[Phrase grounding data]
>>

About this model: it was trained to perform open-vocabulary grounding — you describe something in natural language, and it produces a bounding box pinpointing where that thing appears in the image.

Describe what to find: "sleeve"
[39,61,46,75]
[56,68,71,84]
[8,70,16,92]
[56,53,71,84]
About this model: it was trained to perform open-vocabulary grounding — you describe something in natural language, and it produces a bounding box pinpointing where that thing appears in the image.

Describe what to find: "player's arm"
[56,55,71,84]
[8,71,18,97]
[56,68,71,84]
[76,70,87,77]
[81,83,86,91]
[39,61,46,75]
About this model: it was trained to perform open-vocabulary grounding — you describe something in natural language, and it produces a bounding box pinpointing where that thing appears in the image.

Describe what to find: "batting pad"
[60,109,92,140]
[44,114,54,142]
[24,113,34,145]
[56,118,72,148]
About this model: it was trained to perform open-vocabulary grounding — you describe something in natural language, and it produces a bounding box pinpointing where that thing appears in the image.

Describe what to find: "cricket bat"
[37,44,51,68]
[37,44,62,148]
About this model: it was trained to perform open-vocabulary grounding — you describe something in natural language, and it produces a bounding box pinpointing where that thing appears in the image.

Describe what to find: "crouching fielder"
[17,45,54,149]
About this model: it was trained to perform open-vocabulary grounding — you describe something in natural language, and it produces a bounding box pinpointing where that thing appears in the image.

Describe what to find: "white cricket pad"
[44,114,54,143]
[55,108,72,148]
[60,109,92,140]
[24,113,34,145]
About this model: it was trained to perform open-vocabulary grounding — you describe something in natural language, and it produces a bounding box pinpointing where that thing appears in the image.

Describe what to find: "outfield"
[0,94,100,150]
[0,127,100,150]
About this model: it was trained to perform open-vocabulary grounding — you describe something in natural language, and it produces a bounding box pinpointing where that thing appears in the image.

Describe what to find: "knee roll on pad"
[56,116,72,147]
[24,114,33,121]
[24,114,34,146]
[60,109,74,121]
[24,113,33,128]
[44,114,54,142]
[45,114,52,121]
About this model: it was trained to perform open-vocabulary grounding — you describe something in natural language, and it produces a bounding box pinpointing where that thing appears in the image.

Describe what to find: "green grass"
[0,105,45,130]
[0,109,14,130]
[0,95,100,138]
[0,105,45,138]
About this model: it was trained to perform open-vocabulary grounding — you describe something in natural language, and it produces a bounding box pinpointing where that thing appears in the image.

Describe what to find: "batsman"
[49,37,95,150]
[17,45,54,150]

<<

→ To do
Please retype the data above exactly, including every line.

→ Result of the task
About this model: it was trained to perform open-vocabulary grounding — you describe something in natural language, and it produces a bounding box pinpointing where that thing appears in the image.

Describe what to find: "sleeve"
[39,61,46,75]
[56,68,71,84]
[8,70,16,92]
[56,53,71,84]
About this model: it was trained to perform open-vocabulary grounding — you describe something in natural language, and it produces a bounding box pinpointing where that thing appears in the image.

Describe what to find: "player's arm"
[56,55,71,84]
[8,71,18,97]
[56,68,71,84]
[76,70,87,77]
[81,83,86,91]
[39,61,46,75]
About this model: it was trained to perform open-vocabulary grounding — you describe something in natural language, and it produces a bounding box pinpointing where that thing appears in the image.

Describe what to find: "batting pad"
[60,109,92,140]
[44,114,54,142]
[24,113,34,145]
[56,118,72,148]
About this model: it was trained to perform open-vocabulary grounding — you describe something in natural language, and it produces a bounding box pinpointing where that thing appears in the image.

Describe what to find: "cricket bat"
[37,44,51,68]
[37,44,62,148]
About this model: it was trained to perform open-vocabulary grounding — you describe something in natural language, and it produces a bounding box pinpointing where that thing appears in the image.

Describe what to find: "crouching fielder"
[17,45,54,149]
About this model: it was trained to perform open-vocabulary grounding — you describe something in natural language, and it produces a bounding box pinpointing where that thing appears in the image.

Describe what to find: "white cricket pad"
[44,114,54,143]
[55,108,72,148]
[60,109,92,140]
[24,113,34,145]
About this model: it was trained to perform open-vocabulary grounding — you describe something in natural language, and it produces a bounding box pinpointing where that thing appears in the image.

Describe what to find: "outfield"
[0,94,100,150]
[0,127,100,150]
About this model: it was trained to perform open-vocabulary grounding — you describe something in natural language, and it produces a bounding box pinpointing where that thing appears in the image.

Describe what to find: "knee roll on pad"
[56,116,72,147]
[24,114,33,121]
[24,114,34,146]
[60,109,74,121]
[24,113,33,128]
[44,114,54,142]
[45,114,52,121]
About this model: it was trained to perform open-vocabulary grounding — you describe something in natural language, and it produces a bounding box pinpointing where that thing appears in the image.

Describe what to find: "green grass"
[0,105,45,130]
[0,109,14,130]
[0,95,100,138]
[0,105,45,138]
About this model: it was trained to perform open-vocabulary grounding — you describe something in natural language, and it produces a bounding box pinpointing where that thing appears in the image.

Describe what to find: "batsman"
[49,37,95,150]
[17,45,54,150]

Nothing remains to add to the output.